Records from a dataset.
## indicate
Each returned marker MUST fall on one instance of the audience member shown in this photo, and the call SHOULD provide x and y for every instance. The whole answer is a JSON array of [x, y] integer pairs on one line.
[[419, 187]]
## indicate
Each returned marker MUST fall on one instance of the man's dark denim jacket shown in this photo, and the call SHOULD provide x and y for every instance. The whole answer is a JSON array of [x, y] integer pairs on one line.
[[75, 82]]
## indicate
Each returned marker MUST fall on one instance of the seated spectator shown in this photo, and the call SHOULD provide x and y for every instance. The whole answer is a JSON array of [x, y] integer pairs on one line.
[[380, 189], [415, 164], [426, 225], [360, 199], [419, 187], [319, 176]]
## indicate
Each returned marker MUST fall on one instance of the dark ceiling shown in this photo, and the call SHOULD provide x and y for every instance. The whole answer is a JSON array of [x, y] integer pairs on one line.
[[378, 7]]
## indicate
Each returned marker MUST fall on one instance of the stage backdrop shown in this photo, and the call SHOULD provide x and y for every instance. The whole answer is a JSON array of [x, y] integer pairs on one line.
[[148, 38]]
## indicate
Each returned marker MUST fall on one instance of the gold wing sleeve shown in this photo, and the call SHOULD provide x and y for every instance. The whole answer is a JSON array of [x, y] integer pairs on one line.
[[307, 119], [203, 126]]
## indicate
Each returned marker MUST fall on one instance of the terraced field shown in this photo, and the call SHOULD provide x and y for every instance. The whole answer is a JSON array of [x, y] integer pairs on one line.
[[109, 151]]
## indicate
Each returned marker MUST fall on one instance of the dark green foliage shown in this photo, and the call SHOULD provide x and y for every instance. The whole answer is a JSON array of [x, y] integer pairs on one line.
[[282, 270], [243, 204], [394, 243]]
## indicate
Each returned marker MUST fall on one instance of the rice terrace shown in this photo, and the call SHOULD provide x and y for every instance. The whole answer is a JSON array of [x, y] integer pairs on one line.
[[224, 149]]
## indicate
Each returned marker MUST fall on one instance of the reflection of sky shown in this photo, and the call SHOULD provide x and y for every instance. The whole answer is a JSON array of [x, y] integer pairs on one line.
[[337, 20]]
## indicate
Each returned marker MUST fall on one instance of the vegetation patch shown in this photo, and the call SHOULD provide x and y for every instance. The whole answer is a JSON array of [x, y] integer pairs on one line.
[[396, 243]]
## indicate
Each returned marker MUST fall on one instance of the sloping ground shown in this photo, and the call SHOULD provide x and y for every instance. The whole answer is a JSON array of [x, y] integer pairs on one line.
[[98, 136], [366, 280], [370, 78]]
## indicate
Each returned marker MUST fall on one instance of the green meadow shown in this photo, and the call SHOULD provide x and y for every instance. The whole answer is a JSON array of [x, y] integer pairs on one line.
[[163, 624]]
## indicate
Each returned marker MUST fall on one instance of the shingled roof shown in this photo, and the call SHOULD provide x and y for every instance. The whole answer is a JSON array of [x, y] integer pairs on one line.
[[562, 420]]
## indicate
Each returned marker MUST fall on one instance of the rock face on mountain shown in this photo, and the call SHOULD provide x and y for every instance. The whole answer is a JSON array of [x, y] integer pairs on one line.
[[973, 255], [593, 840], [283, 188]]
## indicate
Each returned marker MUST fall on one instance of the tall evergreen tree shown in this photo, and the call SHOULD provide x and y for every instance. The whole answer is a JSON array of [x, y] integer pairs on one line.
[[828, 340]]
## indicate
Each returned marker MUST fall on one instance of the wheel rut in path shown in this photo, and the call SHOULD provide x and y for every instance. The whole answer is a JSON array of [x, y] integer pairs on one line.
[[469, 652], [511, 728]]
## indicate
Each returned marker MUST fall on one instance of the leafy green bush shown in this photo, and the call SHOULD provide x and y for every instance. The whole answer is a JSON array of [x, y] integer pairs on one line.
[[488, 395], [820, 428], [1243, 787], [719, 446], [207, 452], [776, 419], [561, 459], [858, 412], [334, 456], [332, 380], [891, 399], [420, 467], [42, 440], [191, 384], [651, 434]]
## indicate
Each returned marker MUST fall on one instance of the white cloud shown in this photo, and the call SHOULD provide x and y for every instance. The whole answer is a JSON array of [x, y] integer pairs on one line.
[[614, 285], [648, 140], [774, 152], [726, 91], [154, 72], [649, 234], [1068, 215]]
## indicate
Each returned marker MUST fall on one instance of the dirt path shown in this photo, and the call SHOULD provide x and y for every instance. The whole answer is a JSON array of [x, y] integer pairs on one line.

Required task. Nothing in the listing may be changed; retype it all exactly.

Solution to this problem.
## indicate
Each returned marker MUST fall on one instance of the audience member shown in this photo, and the call SHOULD provide x and y for every instance. The whole answer is a JSON array of [x, y] integer pairs on one line.
[[419, 187]]
## indicate
Each returned marker MUST fall on one instance of the man's dark denim jacket shown in this photo, and the call SHOULD provide x and y for every instance. The whole answer is a JSON array of [x, y] integer pairs on one line.
[[75, 82]]
## indicate
Each returned marker MUST fall on one instance of the seated spectator shown in this photo, and the call SHOULD provide x and y for every instance. The whole answer is a JSON array of [x, y] integer pairs on one line.
[[380, 189], [415, 164], [426, 225], [360, 199], [419, 187], [319, 176]]
## indicate
Each returned marker MUST fall on one instance of the dark ceiling shown in this photo, and the call SHOULD provide x and y for every instance. The whole answer is a JSON array of [x, y] integer pairs on one line.
[[378, 7]]
## indicate
Each returned marker MUST fall on one instance of the stage backdrop shown in this photo, and the call SHOULD provide x and y for every instance. The whole answer is a JSON array of [x, y] integer pairs on one line.
[[148, 38]]
## indicate
Each returned marker MUST fall on one instance of the gold wing sleeve shown in this photo, and the call SHOULD provide x and y for every instance. The whole answer is a JSON array of [x, y] integer pairs on one line.
[[307, 119], [203, 126]]
## indicate
Each returned marker MUST fall on one instance of the terraced field shown in this photo, and the call SHOULD provide x and y for every instance. The whole answer is a JSON array of [x, y] integer pairs on one line.
[[109, 151]]
## indicate
Each returned marker MUST fall on one instance of the dark green foliage shown in this photo, and the call SHOULD provide x and y for every instance. The whole answer is a JSON array of [x, y] integer pairs on one line.
[[282, 270], [243, 204], [394, 243]]
## indicate
Each returned marker MUST fall on one instance of the rice terrace shown in this photo, and the call SHOULD provide x and y for every instance. The whole answer is a JSON array of [x, y] integer pairs on one line.
[[224, 149]]
## indicate
Each returned marker MUST fall on one instance of the reflection of sky shown in this photo, and the call SHOULD provide x and y for every instance. The whole answer is a JSON array of [x, y] integer pairs on one line.
[[337, 20]]
## indicate
Each returned marker MUST fall on one instance of the vegetation patch shown in this photo, and the call SHOULD provide x and y for every instance. The whole answer is a JSON array of [x, y] integer pairs on one line.
[[396, 243]]
## indicate
Each returned marker MUST fall on one instance of the sloping ground shown in this photo, and the call SHOULD provide x and y for every instance. The whole answer is a JSON array of [x, y] integer pairs on one line.
[[98, 136], [366, 280], [370, 78]]
## indicate
Each returned marker MUST fall on one instance of the green meadow shown in this photo, and the call SHOULD provide x and y for every instance. The whole answer is a JSON array of [x, y] integer pairs on one line.
[[163, 624]]
## indicate
Each returned marker MUST fall on one instance of the shingled roof shown in this photo, and the call SHOULD provide x and y for every instance. The whole answer is a JSON array of [x, y] integer pairs on one line.
[[562, 420]]
## indicate
Each returned marker MUST fall on one instance of the rock face on mountain shown in this photo, and the call SHOULD provide x and y for every instance. The whole answer is a JSON array of [x, y] integer pairs on one line.
[[973, 255], [593, 840], [283, 188]]
## indicate
Each returned marker MUST fall on one instance of the tall evergreen tree shown in this photo, and the call SHOULD provide x and y for every instance. The whole answer is a JSON array of [x, y] integer pairs on one line.
[[828, 340]]
## indicate
Each returned marker MUST fall on one instance of the wheel rut in path shown in this photo, and the call SHOULD provide x and y for every instance. The whole answer is a JSON array of [x, y] integer pairs on one line.
[[469, 652], [511, 728]]
## indicate
Each returned marker MUST fall on one instance of the leafy green bush shown in this photo, and the call SHOULD provide x and y for every instance. The whole answer is a JSON array of [x, y] integer pairs on one line.
[[488, 395], [820, 428], [1243, 787], [719, 446], [207, 452], [776, 419], [561, 459], [858, 412], [334, 456], [332, 380], [891, 399], [420, 467], [42, 440], [191, 384], [651, 434]]
## indicate
Each returned marker MUST fall on one instance of the white cloud shown in this photo, and the call SHOULD provide x and y for every instance. The whole answer is a JSON array of [x, y] integer pairs on one line.
[[614, 285], [648, 140], [774, 152], [726, 91], [154, 72], [649, 234], [1068, 215]]
## indicate
Each returned marker MUST fall on one instance of the dirt path shown in this photo, and the call SHOULD provide x and y for every instance. The whole answer is a JSON array of [x, y] integer pairs on one line.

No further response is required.